### The task
Format every line of the records below as a numbered list, skipping any blank lines. Leave the pictures out of your answer.

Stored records
## Begin
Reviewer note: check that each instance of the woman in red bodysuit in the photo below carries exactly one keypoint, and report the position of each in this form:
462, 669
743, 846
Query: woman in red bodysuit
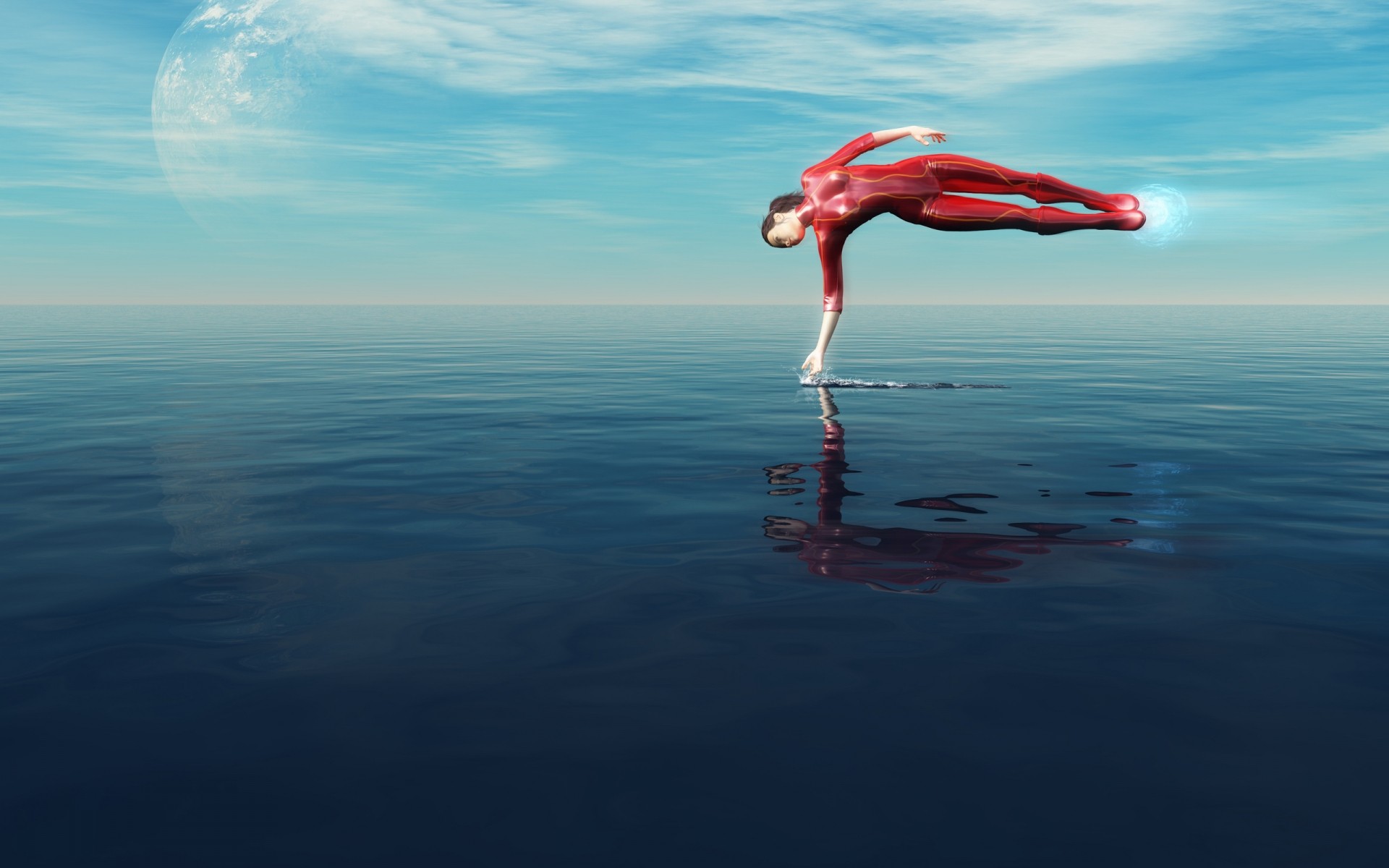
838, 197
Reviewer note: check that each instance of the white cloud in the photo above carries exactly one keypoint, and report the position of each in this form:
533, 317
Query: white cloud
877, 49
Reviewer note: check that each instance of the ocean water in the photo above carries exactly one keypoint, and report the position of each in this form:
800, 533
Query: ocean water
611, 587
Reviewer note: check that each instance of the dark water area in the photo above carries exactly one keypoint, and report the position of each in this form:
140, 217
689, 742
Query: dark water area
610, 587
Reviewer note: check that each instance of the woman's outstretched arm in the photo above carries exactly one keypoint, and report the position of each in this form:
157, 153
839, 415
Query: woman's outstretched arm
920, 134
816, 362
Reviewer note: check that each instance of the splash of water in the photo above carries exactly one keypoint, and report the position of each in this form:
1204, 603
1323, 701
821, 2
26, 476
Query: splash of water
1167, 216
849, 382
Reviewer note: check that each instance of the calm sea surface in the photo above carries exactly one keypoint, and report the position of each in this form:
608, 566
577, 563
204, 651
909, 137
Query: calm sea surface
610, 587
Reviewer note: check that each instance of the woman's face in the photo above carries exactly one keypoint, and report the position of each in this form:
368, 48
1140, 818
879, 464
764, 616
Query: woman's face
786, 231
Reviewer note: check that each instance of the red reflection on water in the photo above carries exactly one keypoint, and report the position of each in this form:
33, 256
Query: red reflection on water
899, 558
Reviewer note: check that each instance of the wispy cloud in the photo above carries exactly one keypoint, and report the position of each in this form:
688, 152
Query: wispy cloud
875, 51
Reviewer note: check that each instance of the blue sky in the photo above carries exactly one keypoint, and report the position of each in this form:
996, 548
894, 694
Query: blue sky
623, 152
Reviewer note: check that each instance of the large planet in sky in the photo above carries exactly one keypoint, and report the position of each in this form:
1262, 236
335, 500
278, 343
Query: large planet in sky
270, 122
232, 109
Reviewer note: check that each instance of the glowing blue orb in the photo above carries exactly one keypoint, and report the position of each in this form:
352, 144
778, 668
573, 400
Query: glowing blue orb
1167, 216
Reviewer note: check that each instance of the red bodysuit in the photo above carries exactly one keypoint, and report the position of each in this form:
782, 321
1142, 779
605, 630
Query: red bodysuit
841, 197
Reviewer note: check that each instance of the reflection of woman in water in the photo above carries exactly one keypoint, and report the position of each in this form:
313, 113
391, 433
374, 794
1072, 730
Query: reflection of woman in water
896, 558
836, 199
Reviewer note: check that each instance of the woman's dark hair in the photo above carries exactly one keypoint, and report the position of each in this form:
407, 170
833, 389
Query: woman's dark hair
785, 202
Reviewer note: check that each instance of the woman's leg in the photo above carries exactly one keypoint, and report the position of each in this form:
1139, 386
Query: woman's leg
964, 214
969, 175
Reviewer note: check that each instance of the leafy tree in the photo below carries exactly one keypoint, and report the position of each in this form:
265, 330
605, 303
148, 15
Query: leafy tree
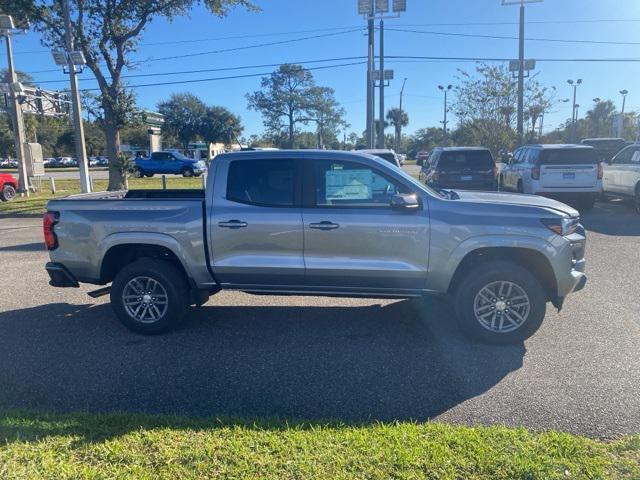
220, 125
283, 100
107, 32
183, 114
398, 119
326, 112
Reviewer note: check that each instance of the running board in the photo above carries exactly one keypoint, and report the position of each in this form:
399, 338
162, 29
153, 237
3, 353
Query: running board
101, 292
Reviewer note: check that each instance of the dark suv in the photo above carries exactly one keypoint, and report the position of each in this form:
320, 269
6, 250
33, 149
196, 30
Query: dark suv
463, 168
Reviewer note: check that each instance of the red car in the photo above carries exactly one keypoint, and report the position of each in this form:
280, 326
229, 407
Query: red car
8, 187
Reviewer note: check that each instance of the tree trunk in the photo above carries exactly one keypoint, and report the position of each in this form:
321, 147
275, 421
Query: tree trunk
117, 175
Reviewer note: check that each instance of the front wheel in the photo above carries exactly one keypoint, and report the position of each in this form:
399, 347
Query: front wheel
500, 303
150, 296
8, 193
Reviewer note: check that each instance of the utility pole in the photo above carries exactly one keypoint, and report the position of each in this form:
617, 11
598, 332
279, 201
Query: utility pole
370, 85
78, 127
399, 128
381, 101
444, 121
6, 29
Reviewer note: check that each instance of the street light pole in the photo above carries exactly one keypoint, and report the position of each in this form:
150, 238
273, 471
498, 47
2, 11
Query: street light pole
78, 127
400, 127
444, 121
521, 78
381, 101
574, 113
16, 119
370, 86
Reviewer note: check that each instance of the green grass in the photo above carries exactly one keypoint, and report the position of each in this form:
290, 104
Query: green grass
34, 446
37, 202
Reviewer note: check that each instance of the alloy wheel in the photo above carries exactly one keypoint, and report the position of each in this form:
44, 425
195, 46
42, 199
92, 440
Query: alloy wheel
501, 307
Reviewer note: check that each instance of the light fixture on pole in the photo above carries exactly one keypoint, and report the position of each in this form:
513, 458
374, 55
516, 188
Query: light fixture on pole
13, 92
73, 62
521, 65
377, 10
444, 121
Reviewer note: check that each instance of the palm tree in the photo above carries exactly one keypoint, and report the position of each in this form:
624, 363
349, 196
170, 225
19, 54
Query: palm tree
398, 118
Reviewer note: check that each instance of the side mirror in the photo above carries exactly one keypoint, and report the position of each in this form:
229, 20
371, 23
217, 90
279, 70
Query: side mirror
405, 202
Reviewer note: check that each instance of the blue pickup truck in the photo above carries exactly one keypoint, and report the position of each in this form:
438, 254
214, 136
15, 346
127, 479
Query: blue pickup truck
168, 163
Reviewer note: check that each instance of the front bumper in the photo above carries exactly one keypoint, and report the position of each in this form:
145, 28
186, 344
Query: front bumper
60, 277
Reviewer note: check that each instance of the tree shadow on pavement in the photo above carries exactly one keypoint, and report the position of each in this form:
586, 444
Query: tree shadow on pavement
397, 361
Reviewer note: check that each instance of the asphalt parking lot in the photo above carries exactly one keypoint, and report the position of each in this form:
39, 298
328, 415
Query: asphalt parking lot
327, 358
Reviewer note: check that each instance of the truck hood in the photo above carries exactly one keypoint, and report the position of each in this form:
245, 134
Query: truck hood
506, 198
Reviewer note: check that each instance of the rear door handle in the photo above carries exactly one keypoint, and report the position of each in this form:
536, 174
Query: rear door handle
## End
### The result
1. Reviewer note: check that each instance of the woman in red bodysuit in the photo below carries exactly one keypoint, and report the position of each in this form:
2. 462, 669
3. 743, 846
4. Query: woman in red bodysuit
5. 838, 197
6. Reviewer note: check that each instance of the white cloud in the photo above carries exactly one keypoint, and report the position of each in this form:
7. 533, 317
8. Query: white cloud
9. 877, 49
10. Reviewer note: check that each instance of the ocean water in the photo above carries exactly one keypoint, and report the position of each in this form:
11. 800, 533
12. Query: ocean water
13. 611, 587
14. Reviewer note: check that each instance of the dark water area in the photo above carries exactly one keypoint, and report the position of each in this form:
15. 140, 217
16. 689, 742
17. Query: dark water area
18. 610, 587
19. Reviewer note: check that each instance of the woman's outstretched arm in the photo above carries exactly one keypoint, and report the position of each in this form:
20. 157, 153
21. 839, 415
22. Query: woman's outstretched arm
23. 920, 134
24. 816, 362
25. Reviewer note: check that each instance of the splash of water in the photo above carries exactly one keypoint, and report the position of each in this form:
26. 1204, 603
27. 1323, 701
28. 821, 2
29. 26, 476
30. Query: splash of water
31. 1167, 216
32. 849, 382
33. Reviewer note: check that each instance of the calm sea surface in the photo above carries exactly one keypoint, and report the position of each in this form:
34. 608, 566
35. 577, 563
36. 204, 651
37. 909, 137
38. Query: calm sea surface
39. 610, 587
40. Reviewer note: check that each instance of the woman's face in the photo above carries exactly one keypoint, and report the position of each in this form:
41. 368, 48
42. 1140, 818
43. 879, 464
44. 764, 616
45. Query: woman's face
46. 786, 231
47. Reviewer note: check that each instance of the red reflection on water in the photo above carries exactly one keypoint, and report the position of each in this form:
48. 33, 256
49. Query: red reflection on water
50. 899, 558
51. Reviewer note: check that each instance of the wispy cloud in the photo above carries exactly one keypoint, and report the position of each in this form:
52. 688, 152
53. Query: wispy cloud
54. 875, 51
55. Reviewer note: check that each instance of the blue sky in the photo above carries exactly one keypoint, and report the position of each in this form:
56. 996, 548
57. 894, 694
58. Query: blue sky
59. 623, 152
60. Reviewer note: check that each instance of the large planet in sky in the photo above carries exactly one keypoint, and report the position of each in this form:
61. 1262, 236
62. 335, 500
63. 278, 343
64. Query: large planet in sky
65. 270, 122
66. 232, 109
67. Reviewer note: check that each instance of the glowing blue orb in the photo above carries exactly one keypoint, and report the position of each in this form:
68. 352, 144
69. 778, 668
70. 573, 400
71. Query: glowing blue orb
72. 1167, 216
73. Reviewer note: check that each instance of the red bodysuit in the photo above carries exactly one keypoint, and report the position of each in this form:
74. 782, 321
75. 1142, 779
76. 605, 630
77. Query: red bodysuit
78. 841, 197
79. Reviewer note: check that each instance of the reflection of woman in water in the photo above carries exactly one keypoint, and report the position of each in this form:
80. 313, 113
81. 391, 433
82. 374, 794
83. 1072, 730
84. Query: reflection of woman in water
85. 896, 558
86. 836, 199
87. Reviewer note: check that each instance of the woman's dark hair in the photo above carries exactly one keypoint, and report the position of each in this form:
88. 407, 170
89. 833, 389
90. Query: woman's dark hair
91. 785, 202
92. Reviewer note: check that each instance of the woman's leg in the photo above carries exactly one keypoint, and report the position of each in this form:
93. 1139, 386
94. Query: woman's leg
95. 964, 214
96. 969, 175
97. Reviewer note: check that each instance of the leafy tree in the photo below carries exactly one keypoint, and report the position of each in this form:
98. 265, 330
99. 605, 303
100. 148, 15
101. Query: leafy tree
102. 220, 125
103. 283, 100
104. 107, 32
105. 183, 114
106. 398, 119
107. 326, 112
108. Reviewer note: check that each instance of the running board in the photo above carries exactly one keypoint, and report the position of each in this form:
109. 399, 338
110. 162, 29
111. 153, 237
112. 3, 353
113. Query: running board
114. 101, 292
115. Reviewer note: check that each instance of the dark suv in the photo above carries exactly one keypoint, and report the position of each in this form:
116. 320, 269
117. 6, 250
118. 33, 149
119. 196, 30
120. Query: dark suv
121. 463, 168
122. Reviewer note: check that each instance of the red car in the photo above carries exactly one keypoint, and report the position of each in this form:
123. 280, 326
124. 229, 407
125. Query: red car
126. 8, 187
127. Reviewer note: check that each instance of the tree trunk in the photo above carries exactly one keypoint, and report the position of each in this form:
128. 321, 147
129. 275, 421
130. Query: tree trunk
131. 117, 175
132. Reviewer note: check that each instance of the front wheel in the photo above carries exactly one keypoint, and report the position of each in this form:
133. 399, 347
134. Query: front wheel
135. 500, 303
136. 150, 296
137. 8, 193
138. Reviewer note: check that each instance of the utility pole in the photo above carries exactly one keypoint, and report the position of each in this form:
139. 617, 11
140. 598, 332
141. 279, 201
142. Query: utility pole
143. 370, 85
144. 78, 127
145. 399, 128
146. 381, 101
147. 444, 121
148. 6, 29
149. Reviewer note: check that each instance of the street light pole in the photo above carries exactly one keypoint, and report the position of each in this form:
150. 150, 238
151. 273, 471
152. 498, 47
153. 2, 11
154. Query: street light pole
155. 78, 127
156. 400, 127
157. 444, 121
158. 521, 78
159. 381, 101
160. 574, 113
161. 16, 119
162. 370, 86
163. Reviewer note: check that each instance of the green grass in the photo above carries exactly one keypoint, and report the position of each in this form:
164. 290, 104
165. Query: green grass
166. 34, 446
167. 37, 202
168. Reviewer note: check that each instance of the alloy wheel in the photo above carries exactly one keypoint, and report the position of each in this form:
169. 44, 425
170. 195, 46
171. 42, 199
172. 92, 440
173. Query: alloy wheel
174. 501, 307
175. Reviewer note: check that each instance of the light fixture on pole in the photo above carries exactly one keypoint, and report the position of each in this form:
176. 513, 458
177. 374, 55
178. 516, 188
179. Query: light fixture on pole
180. 13, 92
181. 73, 62
182. 521, 65
183. 377, 10
184. 444, 121
185. Reviewer note: check that each instance of the palm tree in the photo above carries exactly one keypoint, and report the position of each in this form:
186. 624, 363
187. 349, 196
188. 170, 225
189. 19, 54
190. Query: palm tree
191. 398, 118
192. Reviewer note: check that each instance of the side mirror in the photo above carries exactly one keypoint, and report the position of each in this form:
193. 229, 20
194. 371, 23
195. 217, 90
196. 279, 70
197. Query: side mirror
198. 405, 202
199. Reviewer note: check that each instance of the blue pickup truck in the photo above carries exactly one keypoint, and report the position of each in this form:
200. 438, 254
201. 214, 136
202. 15, 346
203. 127, 479
204. Query: blue pickup truck
205. 168, 163
206. Reviewer note: check that each instance of the front bumper in the photo above carries exactly one keypoint, and report the position of each in this form:
207. 145, 28
208. 186, 344
209. Query: front bumper
210. 60, 277
211. Reviewer note: check that each instance of the tree shadow on pavement in the photo above carries exactly one keypoint, and report the position of each in this form:
212. 586, 444
213. Query: tree shadow on pavement
214. 397, 361
215. Reviewer note: check that each instance of the asphalt parking lot in the photo above carries exactly one keypoint, and report the position of each in this form:
216. 39, 298
217. 328, 415
218. Query: asphalt parking lot
219. 327, 358
220. Reviewer note: check that each instance of the truck hood in the photo above carries exactly one keypoint, and report the position of each in this form:
221. 245, 134
222. Query: truck hood
223. 506, 198
224. Reviewer note: check that each instance of the rear door handle in the photo above carries exactly one keypoint, and report the position of each in this form:
225. 536, 174
226. Query: rear door handle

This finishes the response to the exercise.